* [What this task involves]: The listing below should be copied in full, word for word.

* [Excerpts from point annotation data]:
----
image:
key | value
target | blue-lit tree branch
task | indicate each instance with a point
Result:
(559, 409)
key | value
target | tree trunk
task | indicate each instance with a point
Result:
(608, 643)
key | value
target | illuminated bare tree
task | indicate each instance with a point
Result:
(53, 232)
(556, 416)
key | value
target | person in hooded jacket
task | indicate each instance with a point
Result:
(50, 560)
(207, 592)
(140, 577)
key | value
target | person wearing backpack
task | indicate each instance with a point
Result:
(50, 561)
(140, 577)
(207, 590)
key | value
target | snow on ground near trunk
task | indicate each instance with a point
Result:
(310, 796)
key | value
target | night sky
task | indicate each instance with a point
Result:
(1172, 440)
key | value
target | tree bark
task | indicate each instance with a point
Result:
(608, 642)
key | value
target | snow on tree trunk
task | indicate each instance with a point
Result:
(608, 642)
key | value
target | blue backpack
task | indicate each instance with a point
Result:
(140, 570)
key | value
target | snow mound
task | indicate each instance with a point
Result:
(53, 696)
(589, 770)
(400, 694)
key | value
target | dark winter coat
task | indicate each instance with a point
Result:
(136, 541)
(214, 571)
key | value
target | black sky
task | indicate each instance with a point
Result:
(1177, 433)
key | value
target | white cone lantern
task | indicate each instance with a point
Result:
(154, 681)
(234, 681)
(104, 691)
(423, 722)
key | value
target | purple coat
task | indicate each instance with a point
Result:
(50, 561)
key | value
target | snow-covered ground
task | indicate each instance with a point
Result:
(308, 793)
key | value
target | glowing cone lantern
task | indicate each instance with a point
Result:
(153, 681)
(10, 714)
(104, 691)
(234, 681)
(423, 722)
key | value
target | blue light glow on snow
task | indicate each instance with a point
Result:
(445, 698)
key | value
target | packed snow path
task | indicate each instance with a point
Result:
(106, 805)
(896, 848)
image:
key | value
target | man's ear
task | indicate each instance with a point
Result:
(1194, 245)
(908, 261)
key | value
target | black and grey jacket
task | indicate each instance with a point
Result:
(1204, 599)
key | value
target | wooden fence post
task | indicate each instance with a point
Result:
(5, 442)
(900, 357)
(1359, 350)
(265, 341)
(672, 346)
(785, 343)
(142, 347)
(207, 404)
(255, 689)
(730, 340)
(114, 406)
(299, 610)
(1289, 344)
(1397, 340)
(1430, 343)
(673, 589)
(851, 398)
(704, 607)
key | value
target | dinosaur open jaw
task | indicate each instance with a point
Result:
----
* [Exercise answer]:
image:
key | value
target | blue-lit tree branch
task | indicate each instance with a point
Result:
(559, 409)
key | value
target | tree trunk
task | indicate each instance with a point
Result:
(608, 643)
key | value
target | illuminated bare tree
task | indicate each instance with a point
Result:
(53, 232)
(556, 416)
key | value
target | person in hooded jacket
task | indicate each instance with a point
Result:
(50, 560)
(207, 592)
(140, 577)
key | value
target | person wearing backpack
task | indicate each instance with a point
Result:
(50, 561)
(140, 577)
(207, 590)
key | value
target | snow on ground near trunk
task | indicate each instance with a point
Result:
(310, 796)
key | value
target | night sky
task | indicate each instance with a point
Result:
(1172, 440)
key | value
target | tree bark
task | indicate each instance with a point
Result:
(608, 642)
key | value
target | snow on tree trunk
task | indicate each instance with a point
Result:
(608, 642)
key | value
target | blue backpack
task | indicate each instance with a point
Result:
(140, 570)
key | value
target | snow mound
task | indicate each instance with a point
Result:
(53, 696)
(589, 770)
(400, 694)
key | value
target | dark winter coat
task | indicate each instance with a point
Result:
(136, 541)
(214, 571)
key | value
target | black sky
task | indicate each instance with a point
Result:
(1177, 433)
key | value
target | white cone lantern
task | indicate each instance with a point
Result:
(154, 681)
(234, 681)
(104, 691)
(423, 722)
key | value
target | purple coat
task | indicate each instance with a point
Result:
(50, 561)
key | value
target | snow-covered ground
task | indicate each instance with a point
Result:
(308, 793)
key | value
target | glowing cone lantern
task | indicate each instance with a point
Result:
(153, 681)
(10, 714)
(104, 691)
(234, 681)
(423, 722)
key | value
target | blue light glow on snow
task | indicate each instance with a point
Result:
(445, 698)
key | value
target | packed snow path
task | indicate each instance with a point
Result:
(106, 805)
(896, 848)
image:
key | value
target | man's ear
task | indicate each instance with a point
Result:
(1194, 245)
(908, 261)
key | value
target | black and grey jacket
task | indicate each instance with a point
Result:
(1204, 599)
key | value
target | wooden fence post
task | indicate each instance with a point
Result:
(5, 442)
(900, 357)
(1359, 350)
(265, 341)
(672, 346)
(785, 343)
(142, 347)
(207, 404)
(255, 689)
(730, 340)
(114, 406)
(299, 610)
(1289, 344)
(1397, 340)
(1430, 343)
(673, 589)
(851, 398)
(704, 607)
key | value
target | dinosaur open jaw
task | indicate each instance with a point
Result:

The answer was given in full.